* _Work to be completed_
From the entries below, gather every line containing the string "pole".

* _Records provided_
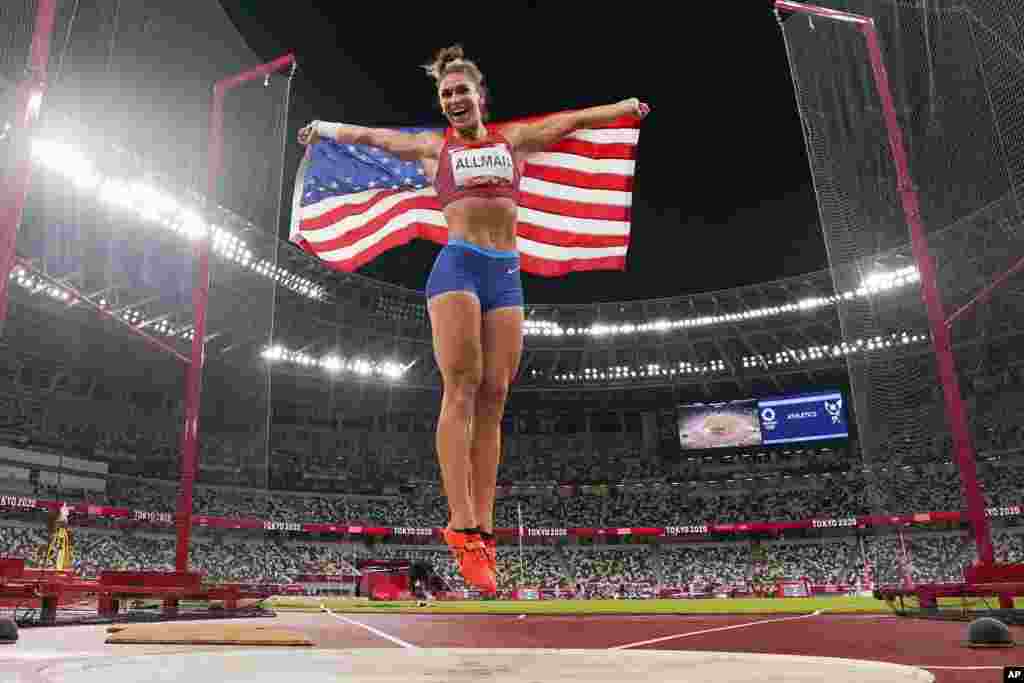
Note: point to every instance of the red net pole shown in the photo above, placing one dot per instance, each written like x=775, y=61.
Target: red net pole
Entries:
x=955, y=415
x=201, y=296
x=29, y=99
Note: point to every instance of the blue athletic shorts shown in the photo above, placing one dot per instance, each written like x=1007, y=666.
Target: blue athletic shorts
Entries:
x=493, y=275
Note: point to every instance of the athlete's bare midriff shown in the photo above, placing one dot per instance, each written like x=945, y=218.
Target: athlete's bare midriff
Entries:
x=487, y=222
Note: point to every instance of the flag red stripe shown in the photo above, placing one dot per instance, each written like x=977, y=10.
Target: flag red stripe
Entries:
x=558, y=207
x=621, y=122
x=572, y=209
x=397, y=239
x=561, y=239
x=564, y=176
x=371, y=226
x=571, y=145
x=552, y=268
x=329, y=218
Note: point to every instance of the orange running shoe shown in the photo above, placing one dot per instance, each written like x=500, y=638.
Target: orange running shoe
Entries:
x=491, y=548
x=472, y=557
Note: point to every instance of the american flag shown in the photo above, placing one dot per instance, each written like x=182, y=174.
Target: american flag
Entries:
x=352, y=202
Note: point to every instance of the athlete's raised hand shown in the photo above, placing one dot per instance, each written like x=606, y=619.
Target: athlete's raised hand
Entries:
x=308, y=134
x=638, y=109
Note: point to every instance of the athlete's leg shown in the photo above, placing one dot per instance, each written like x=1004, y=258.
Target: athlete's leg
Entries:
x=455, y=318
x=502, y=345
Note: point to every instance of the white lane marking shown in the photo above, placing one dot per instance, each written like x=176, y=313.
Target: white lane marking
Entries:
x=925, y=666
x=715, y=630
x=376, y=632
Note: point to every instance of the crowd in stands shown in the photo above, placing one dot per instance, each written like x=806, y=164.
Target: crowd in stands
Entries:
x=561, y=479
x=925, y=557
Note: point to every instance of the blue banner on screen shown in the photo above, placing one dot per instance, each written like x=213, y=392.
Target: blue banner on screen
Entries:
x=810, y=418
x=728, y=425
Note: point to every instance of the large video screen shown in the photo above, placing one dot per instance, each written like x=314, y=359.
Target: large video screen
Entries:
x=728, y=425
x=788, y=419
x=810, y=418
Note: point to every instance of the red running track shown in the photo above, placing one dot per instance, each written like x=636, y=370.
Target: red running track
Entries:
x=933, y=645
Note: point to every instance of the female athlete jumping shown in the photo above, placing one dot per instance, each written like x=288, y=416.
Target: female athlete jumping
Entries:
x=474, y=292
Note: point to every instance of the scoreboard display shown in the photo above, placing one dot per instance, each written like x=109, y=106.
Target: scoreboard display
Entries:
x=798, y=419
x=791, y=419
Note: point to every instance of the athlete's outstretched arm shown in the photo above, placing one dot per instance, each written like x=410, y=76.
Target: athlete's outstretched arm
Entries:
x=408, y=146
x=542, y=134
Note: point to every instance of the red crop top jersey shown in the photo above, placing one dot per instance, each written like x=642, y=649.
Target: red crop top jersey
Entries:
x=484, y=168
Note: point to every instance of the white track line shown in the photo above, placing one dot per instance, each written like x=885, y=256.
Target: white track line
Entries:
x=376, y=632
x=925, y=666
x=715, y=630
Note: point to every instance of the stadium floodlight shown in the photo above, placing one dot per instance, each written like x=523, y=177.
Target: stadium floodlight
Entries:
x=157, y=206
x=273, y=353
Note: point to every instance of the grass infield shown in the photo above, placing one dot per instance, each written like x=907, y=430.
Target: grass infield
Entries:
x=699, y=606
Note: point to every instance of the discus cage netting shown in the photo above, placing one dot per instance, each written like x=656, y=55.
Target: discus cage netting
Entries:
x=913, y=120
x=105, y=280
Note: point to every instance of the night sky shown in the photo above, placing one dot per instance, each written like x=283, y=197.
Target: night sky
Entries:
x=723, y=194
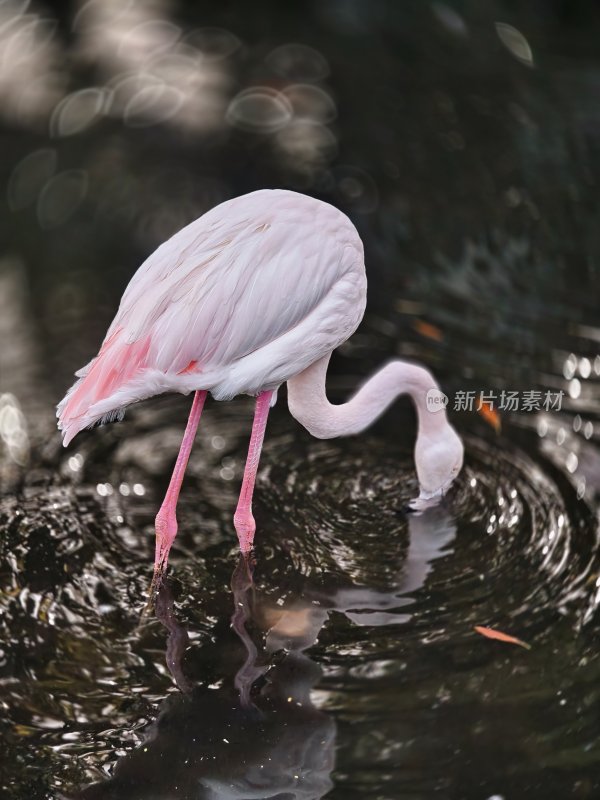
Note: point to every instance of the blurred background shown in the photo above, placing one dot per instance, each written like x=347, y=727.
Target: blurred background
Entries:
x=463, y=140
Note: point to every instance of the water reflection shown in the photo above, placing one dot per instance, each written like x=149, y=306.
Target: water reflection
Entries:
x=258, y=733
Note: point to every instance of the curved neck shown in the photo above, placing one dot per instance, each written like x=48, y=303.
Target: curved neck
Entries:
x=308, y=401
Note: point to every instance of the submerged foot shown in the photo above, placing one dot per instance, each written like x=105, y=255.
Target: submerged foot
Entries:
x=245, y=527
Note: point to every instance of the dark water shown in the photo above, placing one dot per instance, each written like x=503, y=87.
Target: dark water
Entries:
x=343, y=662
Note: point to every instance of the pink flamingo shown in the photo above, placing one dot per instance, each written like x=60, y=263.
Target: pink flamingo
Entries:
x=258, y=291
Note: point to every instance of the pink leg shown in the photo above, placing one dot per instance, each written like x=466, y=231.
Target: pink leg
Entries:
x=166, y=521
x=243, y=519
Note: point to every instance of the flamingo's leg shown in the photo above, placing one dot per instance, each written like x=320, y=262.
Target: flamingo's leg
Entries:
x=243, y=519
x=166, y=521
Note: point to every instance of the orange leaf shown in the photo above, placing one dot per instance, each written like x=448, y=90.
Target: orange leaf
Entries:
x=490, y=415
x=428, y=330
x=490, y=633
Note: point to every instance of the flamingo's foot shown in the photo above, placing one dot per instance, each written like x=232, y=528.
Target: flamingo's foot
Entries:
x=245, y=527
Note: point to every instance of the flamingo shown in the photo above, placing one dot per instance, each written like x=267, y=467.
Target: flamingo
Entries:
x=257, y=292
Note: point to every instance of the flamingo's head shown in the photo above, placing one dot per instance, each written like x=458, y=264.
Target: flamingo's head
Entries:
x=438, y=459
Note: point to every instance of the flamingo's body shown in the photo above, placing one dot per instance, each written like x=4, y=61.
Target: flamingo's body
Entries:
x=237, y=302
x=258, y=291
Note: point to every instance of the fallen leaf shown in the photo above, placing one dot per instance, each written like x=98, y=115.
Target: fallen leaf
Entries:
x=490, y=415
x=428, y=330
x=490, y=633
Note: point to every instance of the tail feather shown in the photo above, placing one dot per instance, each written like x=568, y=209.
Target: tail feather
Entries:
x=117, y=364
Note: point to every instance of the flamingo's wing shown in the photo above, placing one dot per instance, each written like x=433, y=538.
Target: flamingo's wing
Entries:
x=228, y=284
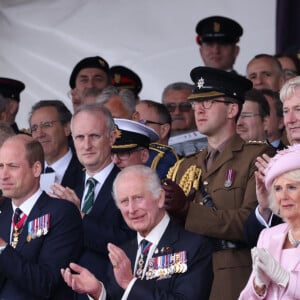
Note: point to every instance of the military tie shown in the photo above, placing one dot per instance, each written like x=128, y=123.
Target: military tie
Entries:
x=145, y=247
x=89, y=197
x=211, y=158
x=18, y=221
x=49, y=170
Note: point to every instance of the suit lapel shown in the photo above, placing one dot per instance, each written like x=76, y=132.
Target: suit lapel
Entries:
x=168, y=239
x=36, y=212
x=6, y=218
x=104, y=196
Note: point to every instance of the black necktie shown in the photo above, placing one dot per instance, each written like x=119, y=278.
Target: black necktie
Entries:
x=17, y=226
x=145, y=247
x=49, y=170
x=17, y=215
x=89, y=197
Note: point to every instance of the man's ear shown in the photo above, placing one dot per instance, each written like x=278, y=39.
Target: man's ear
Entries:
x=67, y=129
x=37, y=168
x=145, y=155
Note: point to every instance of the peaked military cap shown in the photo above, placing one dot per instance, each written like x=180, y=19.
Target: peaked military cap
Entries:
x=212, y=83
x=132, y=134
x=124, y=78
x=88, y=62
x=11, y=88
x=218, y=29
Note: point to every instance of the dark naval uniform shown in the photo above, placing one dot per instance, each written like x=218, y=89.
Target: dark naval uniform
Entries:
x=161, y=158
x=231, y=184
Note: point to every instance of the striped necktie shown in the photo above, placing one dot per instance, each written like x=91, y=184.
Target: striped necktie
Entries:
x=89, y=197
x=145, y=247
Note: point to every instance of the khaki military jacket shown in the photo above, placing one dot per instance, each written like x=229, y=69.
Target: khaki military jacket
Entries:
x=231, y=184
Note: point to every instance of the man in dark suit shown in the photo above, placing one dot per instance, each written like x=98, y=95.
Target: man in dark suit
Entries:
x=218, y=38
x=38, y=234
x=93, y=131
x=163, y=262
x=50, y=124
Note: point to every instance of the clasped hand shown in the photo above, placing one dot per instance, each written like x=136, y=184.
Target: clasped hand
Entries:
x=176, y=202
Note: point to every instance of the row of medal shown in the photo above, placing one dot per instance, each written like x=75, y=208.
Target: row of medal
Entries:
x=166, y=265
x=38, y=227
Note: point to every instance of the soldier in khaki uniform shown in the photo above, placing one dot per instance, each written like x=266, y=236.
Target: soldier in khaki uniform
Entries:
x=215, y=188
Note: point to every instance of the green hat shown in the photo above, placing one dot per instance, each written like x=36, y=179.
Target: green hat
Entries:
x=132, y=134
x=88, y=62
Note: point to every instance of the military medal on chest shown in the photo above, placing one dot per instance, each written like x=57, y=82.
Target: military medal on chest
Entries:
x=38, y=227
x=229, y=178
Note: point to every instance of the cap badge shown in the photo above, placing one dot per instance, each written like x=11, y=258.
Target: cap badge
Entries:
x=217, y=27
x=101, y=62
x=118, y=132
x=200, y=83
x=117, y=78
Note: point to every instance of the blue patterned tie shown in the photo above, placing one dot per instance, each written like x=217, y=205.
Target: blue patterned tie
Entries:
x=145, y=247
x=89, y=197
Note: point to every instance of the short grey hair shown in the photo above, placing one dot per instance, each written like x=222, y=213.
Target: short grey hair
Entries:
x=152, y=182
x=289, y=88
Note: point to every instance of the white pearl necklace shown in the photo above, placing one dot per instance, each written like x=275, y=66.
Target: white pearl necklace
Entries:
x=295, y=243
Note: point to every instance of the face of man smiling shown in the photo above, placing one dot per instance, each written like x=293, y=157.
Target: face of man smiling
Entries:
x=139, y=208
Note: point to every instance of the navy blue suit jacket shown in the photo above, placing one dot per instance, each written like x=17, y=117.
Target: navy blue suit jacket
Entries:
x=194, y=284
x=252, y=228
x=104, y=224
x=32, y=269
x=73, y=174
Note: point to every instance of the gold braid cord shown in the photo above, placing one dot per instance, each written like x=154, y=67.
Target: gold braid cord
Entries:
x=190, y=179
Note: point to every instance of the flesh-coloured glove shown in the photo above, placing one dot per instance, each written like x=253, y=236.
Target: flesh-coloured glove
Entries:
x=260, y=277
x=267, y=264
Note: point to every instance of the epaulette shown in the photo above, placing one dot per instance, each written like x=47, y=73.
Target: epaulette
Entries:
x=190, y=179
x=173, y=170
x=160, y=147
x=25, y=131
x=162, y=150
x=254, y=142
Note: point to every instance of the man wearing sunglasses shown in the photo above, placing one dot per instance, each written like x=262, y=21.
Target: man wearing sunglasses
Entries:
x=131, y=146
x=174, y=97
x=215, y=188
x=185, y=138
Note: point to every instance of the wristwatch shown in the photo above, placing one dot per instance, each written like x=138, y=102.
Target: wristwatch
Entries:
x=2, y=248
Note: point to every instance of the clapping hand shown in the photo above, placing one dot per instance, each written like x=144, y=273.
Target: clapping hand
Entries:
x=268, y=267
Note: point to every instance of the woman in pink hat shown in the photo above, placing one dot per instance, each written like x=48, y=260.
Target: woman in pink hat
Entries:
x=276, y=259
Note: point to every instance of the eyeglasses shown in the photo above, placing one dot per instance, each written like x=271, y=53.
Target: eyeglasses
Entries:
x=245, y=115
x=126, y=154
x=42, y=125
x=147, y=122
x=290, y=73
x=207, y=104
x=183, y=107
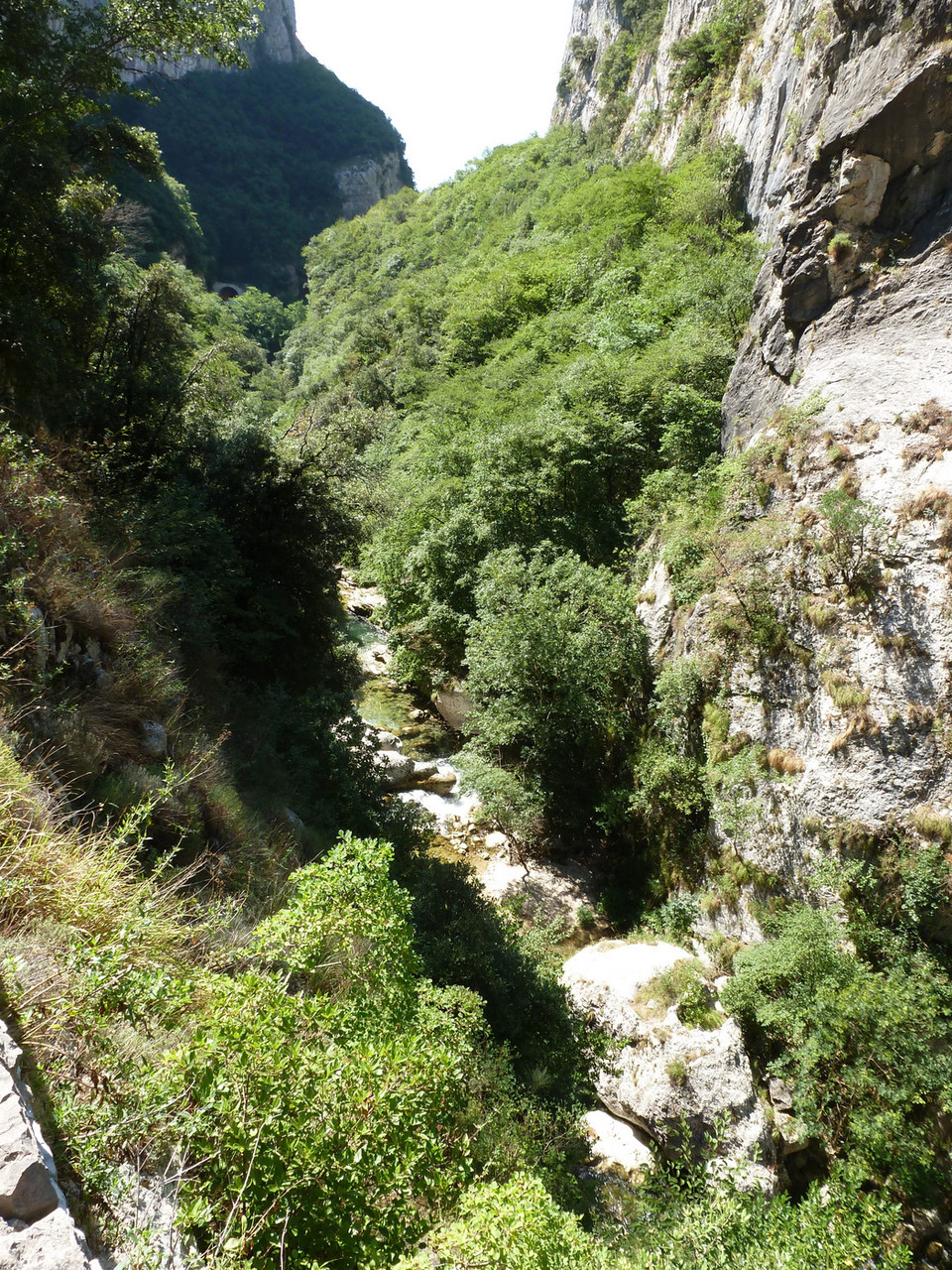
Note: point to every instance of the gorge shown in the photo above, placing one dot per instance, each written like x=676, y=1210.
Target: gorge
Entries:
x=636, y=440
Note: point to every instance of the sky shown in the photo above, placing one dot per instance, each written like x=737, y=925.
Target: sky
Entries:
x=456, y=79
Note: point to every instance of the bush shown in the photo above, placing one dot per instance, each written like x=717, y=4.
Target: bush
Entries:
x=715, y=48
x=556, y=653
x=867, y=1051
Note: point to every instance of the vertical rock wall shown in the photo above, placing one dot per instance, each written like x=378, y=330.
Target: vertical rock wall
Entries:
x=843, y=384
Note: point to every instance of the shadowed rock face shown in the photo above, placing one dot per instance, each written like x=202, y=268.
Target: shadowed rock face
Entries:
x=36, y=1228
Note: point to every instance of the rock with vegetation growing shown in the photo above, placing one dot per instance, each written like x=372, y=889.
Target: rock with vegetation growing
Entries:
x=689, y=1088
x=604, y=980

* _Exercise output_
Note: point to every instance of the red net pole shown in the photo above, placing one dot per instance, each written like x=775, y=61.
Target: red net pole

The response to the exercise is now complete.